FDA Gives Clearance to GRN163L for Treatment of Chronic Lymphocytic Leukemia
May 23, 2005 - 8:19:38 PM

Geron Corporation (Nasdaq:GERN) announced today that it has obtained clearance from the U.S. Food and Drug Administration (FDA) to initiate clinical testing of its lead anti-cancer compound, GRN163L, in patients with chronic lymphocytic leukemia (CLL). The company filed its first Investigational New Drug Application (IND) for GRN163L in April 2005.

"Acceptance by the FDA of our first IND submission for GRN163L is an important milestone," said Melissa Kelly, Geron's vice president of oncology. "We have three clinical trial sites selected and expect to begin treating patients next month."

The initial Phase I/II, open-label, dose-escalation trial of GRN163L will be conducted in patients with advanced CLL. The study is designed to demonstrate the safety and tolerability of GRN163L administered on a weekly intravenous dosing schedule.

Pharmacokinetic and pharmacodynamic parameters will also be studied. Importantly, CLL provides a unique opportunity to measure both the magnitude and time course of telomerase inhibition in tumor cells. By serially assessing the effects on the target enzyme in CLL cells, we will attempt to define both a dose and a dosing interval that effectively inhibits telomerase activity. This will provide useful data for designing further clinical studies of GRN163L, including combination studies with other approved cancer therapies.

About GRN163L

GRN163L is a potent inhibitor of telomerase. Inhibition of telomerase activity by GRN163L in cancer cells results in telomere shortening, and leads to cell cycle arrest or apoptosis.

GRN163L is a 13-mer oligonucleotide N3' -- P5' thio-phosphoramidate (NPS oligonucleotide) that is covalently attached to a C16 (palmitoyl) lipid moiety. GRN163L binds directly with high affinity to the template region of the RNA component of human telomerase (hTR), which lies in the active or catalytic site of hTERT, the telomerase reverse transcriptase. GRN163L binding to hTR results in direct, competitive inhibition of telomerase enzymatic activity.

**ENTRIES PROVIDED**
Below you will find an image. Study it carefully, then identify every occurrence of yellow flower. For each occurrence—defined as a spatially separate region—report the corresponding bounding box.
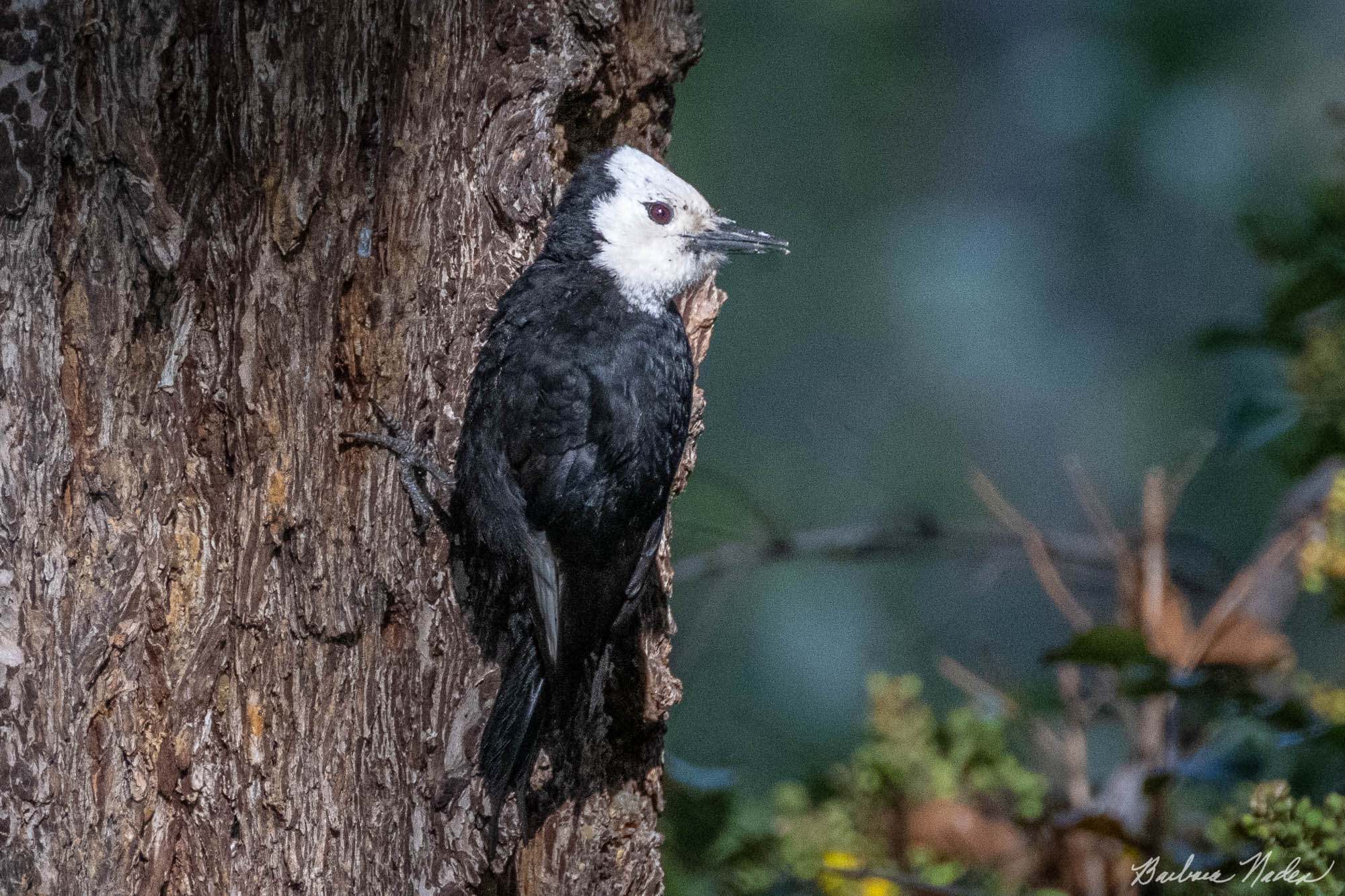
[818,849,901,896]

==

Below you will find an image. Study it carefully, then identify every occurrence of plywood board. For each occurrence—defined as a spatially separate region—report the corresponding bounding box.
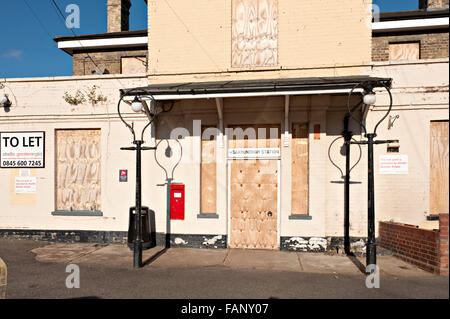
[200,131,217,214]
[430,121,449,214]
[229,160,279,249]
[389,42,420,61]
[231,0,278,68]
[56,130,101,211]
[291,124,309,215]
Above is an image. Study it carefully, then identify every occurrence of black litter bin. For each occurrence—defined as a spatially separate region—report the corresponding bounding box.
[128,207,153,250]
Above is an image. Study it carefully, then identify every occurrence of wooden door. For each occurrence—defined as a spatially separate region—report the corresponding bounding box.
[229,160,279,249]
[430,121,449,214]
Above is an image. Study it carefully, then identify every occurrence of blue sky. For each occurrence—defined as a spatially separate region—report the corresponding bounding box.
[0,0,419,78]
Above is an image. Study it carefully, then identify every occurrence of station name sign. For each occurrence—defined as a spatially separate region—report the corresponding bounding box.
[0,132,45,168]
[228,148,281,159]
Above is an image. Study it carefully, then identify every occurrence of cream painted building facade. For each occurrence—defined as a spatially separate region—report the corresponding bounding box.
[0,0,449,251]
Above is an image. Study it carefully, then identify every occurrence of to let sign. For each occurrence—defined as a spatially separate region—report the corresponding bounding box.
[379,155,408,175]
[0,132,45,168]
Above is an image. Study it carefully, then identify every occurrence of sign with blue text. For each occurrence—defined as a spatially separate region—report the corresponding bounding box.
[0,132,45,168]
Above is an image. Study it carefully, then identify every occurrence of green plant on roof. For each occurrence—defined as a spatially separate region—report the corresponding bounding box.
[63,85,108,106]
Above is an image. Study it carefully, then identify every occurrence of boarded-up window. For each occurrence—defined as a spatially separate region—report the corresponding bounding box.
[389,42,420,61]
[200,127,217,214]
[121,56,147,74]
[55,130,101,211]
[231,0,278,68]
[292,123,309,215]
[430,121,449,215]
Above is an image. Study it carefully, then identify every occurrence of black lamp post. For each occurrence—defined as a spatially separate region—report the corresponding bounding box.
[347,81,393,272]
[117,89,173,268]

**TASKS TO COMPLETE**
1 - In the GRN163L article, how many clinical trial sites does Geron say it has selected?
2 - Write a continuation of the GRN163L article, picking up after its last sentence.

**RESULTS**
1 - Three.

2 -
GRN163L has been characterized preclinically and shown to inhibit telomerase in human tumor cells of many cancer types, in both cell culture systems and animal models. Studies of this agent alone, and in combination with chemotherapeutic agents, indicate the importance of telomerase as a target for the treatment of cancer, and the potential utility of GRN163L in the treatment of patients with hematologic and solid tumor malignancies.

About Chronic Lymphocytic Leukemia (CLL)

CLL is the most common form of leukemia in adults in the Western world. According to the American Cancer Society, an estimated 9,700 patients in the United States will be diagnosed with CLL in 2005. CLL results from an acquired mutation in a single cell in the bone marrow. This change in the cell's DNA causes it to become malignant, and results in the uncontrolled growth of abnormal lymphocytes in the bone marrow leading to an increase in the number of abnormal lymphocytes in the blood. Lymphocytes are a type of white blood cell that normally produce antibodies and play an important role in fighting infections. Patients with CLL typically develop symptoms that may progress over a number of years and include a decrease in immunity, marked increase in the size of lymph nodes, spleen, and liver, and impaired production of other normal blood cells. Eventually, these changes may cause life-threatening complications, such as profound infections and fatal bleeding.